Problem A
In the text on A Link to the Past, why does the writer skip recording the game or proving it was beaten? Answer in one to three sentences.
Problem B
According to the text on A Link to the Past, what was the writer's first 16-bit console?

Selected text
%%
Legend of Zelda: A Link to the Past

Okay, I’m kind of cheating with this entry, since I didn’t bother to record this game, provide screencaps, or prove I’ve beaten it. Why should I? It’s Legend of Zelda. Beating it isn’t a matter of skill, just attention span. Besides, I’ve beaten it multiple times over the course of my life, so doing it once more won’t mean a thing.

And I want to say something upfront.

When I was young, I loved Zelda. I played all of them (minus the CD-i ones of course), with my fandom phase ending with Majora’s Mask and the two “Oracle of Something” games. It was around those that I realized Zelda had lost its ancient magic and had become an empty franchise, trying to keep itself fresh with shallow gimmicks as opposed to good gameplay. This Kotaku article sums it up best: Zelda isn’t really about exploration or the wonder of discovering an untamed world, it’s about coming to an arbitrary roadblock and then ferreting around until you discover the item that lets you get around it. It feels like work.

Even back in the day, I never felt like A Link to the Past (arguably the Zelda franchise’s last hurrah, although I argue Ocarina of Time is better) was the all-time classic everyone hailed it as. By the time I played it (my first 16-bit console was a Genesis), I had already played superior games like Landstalker, Secret of Mana, Crusader of Centy, Soul Blazer and Illusion of Gaia. It wasn’t like I was intentionally avoiding Zelda–just that for the longest time, I couldn’t find it anywhere.

And it’s not like A Link to the Past is terrible as a game. Hell, seeing Death Mountain brings me back to my grade school years and reminds me of the excellent days when I would rent games from Crossroads… err, anyway, the problem is just I’ve grown to dislike a lot of the concepts that are part-n-parcel to the whole Zelda (and in some ways Action RPGs and RPGs in general) thing.
%%
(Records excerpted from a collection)
%%
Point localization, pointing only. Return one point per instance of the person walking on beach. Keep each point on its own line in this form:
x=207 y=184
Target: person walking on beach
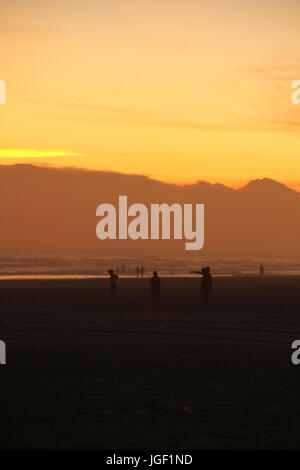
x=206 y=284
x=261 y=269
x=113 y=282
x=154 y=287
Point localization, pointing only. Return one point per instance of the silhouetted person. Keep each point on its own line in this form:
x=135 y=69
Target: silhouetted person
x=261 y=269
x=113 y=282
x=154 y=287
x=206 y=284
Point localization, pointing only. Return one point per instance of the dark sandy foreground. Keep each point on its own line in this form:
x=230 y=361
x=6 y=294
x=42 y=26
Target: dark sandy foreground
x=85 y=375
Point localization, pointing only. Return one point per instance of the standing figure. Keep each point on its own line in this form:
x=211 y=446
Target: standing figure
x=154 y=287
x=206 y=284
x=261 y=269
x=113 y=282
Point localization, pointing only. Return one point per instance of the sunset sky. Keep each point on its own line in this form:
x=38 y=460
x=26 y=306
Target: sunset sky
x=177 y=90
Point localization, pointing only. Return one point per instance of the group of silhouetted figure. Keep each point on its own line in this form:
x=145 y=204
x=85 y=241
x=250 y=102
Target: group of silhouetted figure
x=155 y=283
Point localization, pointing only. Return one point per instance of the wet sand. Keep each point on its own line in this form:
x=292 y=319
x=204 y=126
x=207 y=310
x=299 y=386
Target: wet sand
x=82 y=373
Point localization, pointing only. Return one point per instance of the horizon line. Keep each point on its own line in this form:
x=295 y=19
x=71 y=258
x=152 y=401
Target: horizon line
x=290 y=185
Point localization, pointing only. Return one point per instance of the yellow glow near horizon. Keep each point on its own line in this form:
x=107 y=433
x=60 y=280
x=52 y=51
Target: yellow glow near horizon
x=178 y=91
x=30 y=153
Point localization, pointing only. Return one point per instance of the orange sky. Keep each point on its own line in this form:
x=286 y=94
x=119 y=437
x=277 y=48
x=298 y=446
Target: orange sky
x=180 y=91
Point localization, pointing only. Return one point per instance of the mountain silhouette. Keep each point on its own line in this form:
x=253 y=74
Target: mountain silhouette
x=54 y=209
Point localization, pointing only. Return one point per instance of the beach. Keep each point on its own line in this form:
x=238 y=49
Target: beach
%%
%%
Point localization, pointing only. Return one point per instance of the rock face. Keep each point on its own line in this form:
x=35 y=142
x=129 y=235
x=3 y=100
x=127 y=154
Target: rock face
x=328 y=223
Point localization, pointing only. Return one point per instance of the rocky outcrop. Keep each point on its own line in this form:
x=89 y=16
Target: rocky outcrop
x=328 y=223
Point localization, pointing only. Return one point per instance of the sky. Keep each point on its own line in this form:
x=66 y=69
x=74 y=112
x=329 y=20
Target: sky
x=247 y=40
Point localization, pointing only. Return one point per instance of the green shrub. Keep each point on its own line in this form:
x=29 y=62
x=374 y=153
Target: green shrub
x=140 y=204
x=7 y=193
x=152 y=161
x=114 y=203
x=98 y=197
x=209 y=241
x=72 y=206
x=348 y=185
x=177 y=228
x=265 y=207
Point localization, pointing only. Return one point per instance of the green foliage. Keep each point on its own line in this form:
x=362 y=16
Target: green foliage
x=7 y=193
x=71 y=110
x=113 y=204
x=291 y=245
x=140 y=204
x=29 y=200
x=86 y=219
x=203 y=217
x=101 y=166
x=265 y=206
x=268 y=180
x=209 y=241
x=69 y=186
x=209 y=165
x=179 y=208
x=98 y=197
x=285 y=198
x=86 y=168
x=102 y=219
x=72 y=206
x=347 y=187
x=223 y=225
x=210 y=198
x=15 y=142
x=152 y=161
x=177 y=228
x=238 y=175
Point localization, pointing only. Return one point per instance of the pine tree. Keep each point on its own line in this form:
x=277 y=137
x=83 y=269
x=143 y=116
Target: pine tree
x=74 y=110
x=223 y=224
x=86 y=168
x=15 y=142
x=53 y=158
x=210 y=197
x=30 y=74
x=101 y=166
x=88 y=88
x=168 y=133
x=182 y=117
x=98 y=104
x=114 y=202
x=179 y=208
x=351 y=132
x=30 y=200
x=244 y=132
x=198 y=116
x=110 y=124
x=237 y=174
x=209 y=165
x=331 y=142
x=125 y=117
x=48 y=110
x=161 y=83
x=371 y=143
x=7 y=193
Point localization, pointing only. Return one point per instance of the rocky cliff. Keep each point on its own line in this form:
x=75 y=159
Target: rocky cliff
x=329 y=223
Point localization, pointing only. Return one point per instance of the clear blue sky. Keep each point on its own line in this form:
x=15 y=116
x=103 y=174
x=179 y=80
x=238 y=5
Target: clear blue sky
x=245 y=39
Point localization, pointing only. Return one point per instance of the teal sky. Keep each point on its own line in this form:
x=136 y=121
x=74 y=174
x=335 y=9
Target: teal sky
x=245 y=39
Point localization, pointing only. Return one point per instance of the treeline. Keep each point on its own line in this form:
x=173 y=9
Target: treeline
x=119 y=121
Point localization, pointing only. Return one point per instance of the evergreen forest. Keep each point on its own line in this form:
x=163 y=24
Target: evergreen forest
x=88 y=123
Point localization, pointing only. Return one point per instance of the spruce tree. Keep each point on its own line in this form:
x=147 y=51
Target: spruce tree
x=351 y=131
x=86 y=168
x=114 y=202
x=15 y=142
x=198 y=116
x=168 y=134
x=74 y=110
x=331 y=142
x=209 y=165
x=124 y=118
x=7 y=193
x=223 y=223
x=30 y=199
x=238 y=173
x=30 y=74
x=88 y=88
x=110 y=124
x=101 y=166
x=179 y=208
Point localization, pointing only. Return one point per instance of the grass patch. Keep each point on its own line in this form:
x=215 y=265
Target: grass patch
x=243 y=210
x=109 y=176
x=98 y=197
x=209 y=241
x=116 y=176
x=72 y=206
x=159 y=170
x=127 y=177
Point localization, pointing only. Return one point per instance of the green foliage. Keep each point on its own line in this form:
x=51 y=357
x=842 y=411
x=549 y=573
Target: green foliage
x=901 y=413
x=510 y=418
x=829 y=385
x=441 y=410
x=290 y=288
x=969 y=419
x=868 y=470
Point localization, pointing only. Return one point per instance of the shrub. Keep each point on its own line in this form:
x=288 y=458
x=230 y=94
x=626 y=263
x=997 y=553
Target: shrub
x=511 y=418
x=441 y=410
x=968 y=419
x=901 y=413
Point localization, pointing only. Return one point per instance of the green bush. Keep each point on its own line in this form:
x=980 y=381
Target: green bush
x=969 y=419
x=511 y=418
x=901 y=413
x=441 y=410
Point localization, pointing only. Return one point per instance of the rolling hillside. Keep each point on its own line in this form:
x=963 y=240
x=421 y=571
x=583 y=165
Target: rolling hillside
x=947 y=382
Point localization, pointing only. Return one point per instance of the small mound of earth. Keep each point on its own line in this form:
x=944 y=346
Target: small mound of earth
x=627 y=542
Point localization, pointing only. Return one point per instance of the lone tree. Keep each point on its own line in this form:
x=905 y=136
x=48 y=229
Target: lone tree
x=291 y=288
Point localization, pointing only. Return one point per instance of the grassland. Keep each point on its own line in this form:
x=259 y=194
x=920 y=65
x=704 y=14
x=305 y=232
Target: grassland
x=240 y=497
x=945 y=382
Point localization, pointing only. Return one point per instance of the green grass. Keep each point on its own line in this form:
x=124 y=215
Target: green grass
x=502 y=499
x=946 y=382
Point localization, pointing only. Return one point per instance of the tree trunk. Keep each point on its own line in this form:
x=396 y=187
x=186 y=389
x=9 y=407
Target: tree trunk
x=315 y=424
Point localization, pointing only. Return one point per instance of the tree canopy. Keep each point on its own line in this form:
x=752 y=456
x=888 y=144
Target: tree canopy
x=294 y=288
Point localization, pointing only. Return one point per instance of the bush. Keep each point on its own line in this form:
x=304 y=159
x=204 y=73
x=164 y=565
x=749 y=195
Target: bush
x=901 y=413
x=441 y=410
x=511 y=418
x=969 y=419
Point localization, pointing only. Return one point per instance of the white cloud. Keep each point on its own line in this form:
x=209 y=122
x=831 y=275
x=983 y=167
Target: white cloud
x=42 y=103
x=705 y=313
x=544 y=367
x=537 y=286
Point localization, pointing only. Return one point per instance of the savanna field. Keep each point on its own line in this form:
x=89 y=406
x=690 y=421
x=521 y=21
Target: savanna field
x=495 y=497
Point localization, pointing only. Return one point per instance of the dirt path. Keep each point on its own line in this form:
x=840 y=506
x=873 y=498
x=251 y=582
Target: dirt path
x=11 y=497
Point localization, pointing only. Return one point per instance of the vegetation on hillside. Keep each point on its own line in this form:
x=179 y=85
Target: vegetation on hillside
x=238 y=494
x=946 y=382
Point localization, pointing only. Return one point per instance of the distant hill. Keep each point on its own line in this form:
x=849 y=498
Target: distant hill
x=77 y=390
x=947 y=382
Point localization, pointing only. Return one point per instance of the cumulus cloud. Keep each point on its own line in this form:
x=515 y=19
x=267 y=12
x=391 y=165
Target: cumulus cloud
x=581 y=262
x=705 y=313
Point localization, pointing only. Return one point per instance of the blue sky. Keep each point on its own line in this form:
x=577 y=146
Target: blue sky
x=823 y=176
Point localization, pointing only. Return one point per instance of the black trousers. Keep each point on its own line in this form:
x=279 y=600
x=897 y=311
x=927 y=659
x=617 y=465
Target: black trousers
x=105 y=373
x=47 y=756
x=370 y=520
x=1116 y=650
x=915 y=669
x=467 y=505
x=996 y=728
%%
Written solution A
The writer says beating a Zelda game takes attention span rather than skill. Having already beaten it several times, the writer thinks doing it once more wouldn't mean anything.

Written solution B
A Genesis.